[Records from a dataset]

::::::::

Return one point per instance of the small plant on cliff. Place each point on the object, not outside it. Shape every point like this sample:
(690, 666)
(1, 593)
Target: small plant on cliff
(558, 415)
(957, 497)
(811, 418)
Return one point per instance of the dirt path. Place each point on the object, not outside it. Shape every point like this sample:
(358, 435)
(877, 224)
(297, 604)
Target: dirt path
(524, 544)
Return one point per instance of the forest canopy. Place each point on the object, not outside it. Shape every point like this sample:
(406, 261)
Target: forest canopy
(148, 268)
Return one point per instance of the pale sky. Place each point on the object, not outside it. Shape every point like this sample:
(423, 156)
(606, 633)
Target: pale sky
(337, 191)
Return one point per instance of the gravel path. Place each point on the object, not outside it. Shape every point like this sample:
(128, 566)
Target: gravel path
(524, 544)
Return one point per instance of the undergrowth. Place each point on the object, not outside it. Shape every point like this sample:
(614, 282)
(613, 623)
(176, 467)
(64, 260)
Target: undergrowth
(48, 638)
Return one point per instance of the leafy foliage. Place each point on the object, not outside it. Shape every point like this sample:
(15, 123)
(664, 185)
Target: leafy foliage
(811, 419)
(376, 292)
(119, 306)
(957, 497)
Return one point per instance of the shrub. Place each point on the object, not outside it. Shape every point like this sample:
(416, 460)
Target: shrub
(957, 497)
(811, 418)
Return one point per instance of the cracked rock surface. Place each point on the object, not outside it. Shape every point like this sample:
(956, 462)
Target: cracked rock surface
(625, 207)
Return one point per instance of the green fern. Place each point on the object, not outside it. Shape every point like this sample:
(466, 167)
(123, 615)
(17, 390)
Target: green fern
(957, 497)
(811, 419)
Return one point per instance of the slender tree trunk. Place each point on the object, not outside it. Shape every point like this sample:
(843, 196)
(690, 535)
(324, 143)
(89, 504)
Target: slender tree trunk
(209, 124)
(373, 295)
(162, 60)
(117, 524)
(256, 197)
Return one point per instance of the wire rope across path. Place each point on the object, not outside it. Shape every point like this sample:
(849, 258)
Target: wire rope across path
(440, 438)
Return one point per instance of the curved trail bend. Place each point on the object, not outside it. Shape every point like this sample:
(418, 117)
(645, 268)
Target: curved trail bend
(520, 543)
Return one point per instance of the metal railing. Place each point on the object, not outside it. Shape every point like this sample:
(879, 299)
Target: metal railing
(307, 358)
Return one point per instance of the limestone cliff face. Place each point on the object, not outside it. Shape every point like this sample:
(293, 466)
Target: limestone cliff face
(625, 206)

::::::::

Every line of the records should be reproduced exactly.

Return one point per instance of the small plant on cliff. Place each point on the object, not outside it. Shape every point like this sample:
(690, 666)
(1, 593)
Target: small plant on cliff
(558, 415)
(957, 497)
(811, 418)
Return one point per instance of the dirt path. Place each point on the object, not outside it. Shape every point like this sample:
(358, 435)
(877, 224)
(297, 604)
Target: dirt path
(524, 544)
Return one point per instance of the forest canopy. Place each point on the object, not outside it. Shape every point like this sample:
(406, 261)
Target: forest canopy
(148, 268)
Return one point per instance of the pale sky. Place each point on the object, not outside it. Shape every point like this sample:
(423, 156)
(606, 633)
Target: pale sky
(337, 191)
Return one point per instance of the gravel path. Place each point on the object, not outside it. Shape every point like this sample:
(128, 566)
Target: gravel path
(524, 544)
Return one point per instance of the undergrowth. Place each point on the object, not outside it. Shape every point like this sample:
(614, 282)
(613, 623)
(176, 467)
(64, 260)
Target: undergrowth
(48, 638)
Return one point per instance of the leafy foliage. Place each point on the object, not outside it. Shape every point like this sample:
(15, 123)
(664, 185)
Target: leafy foliage
(811, 419)
(376, 292)
(119, 306)
(957, 497)
Return one point per instance of the shrub. Place each point on the object, not outside it. Shape every point like this sample:
(416, 460)
Target: shrub
(957, 497)
(811, 418)
Return one point per instance of the cracked rock surface. Place each point on the object, not outside it. Shape every point like this sample:
(956, 462)
Target: cracked rock surface
(625, 207)
Return one point per instance of the green fern. Place each point on the object, not outside it. Shape every point like this sample:
(466, 167)
(123, 615)
(17, 390)
Target: green fern
(957, 497)
(811, 419)
Return one point per instance of the slender tree trunk. Place each point on the object, not outside it. Shape every point like this sample:
(843, 196)
(690, 535)
(324, 143)
(89, 504)
Target: slender tree trunk
(209, 124)
(373, 295)
(162, 60)
(117, 524)
(256, 197)
Return one point per instance of the wire rope across path. Place each point on the object, not outside it. Shape every point like this sample:
(849, 258)
Target: wire rope across path
(440, 438)
Return one point per instance of the curved trail bend. Place each point on the object, not outside it. Shape every point like this sample:
(418, 117)
(645, 268)
Target: curved trail bend
(520, 543)
Return one point per instance of the metal railing. Place each point on the object, not outside it. Shape every point like this sample:
(879, 299)
Target: metal railing
(307, 358)
Return one point per instance of the limestone cliff face. Place each point on the object, not outside it. Shape every point like this sample:
(293, 466)
Target: limestone cliff face
(625, 206)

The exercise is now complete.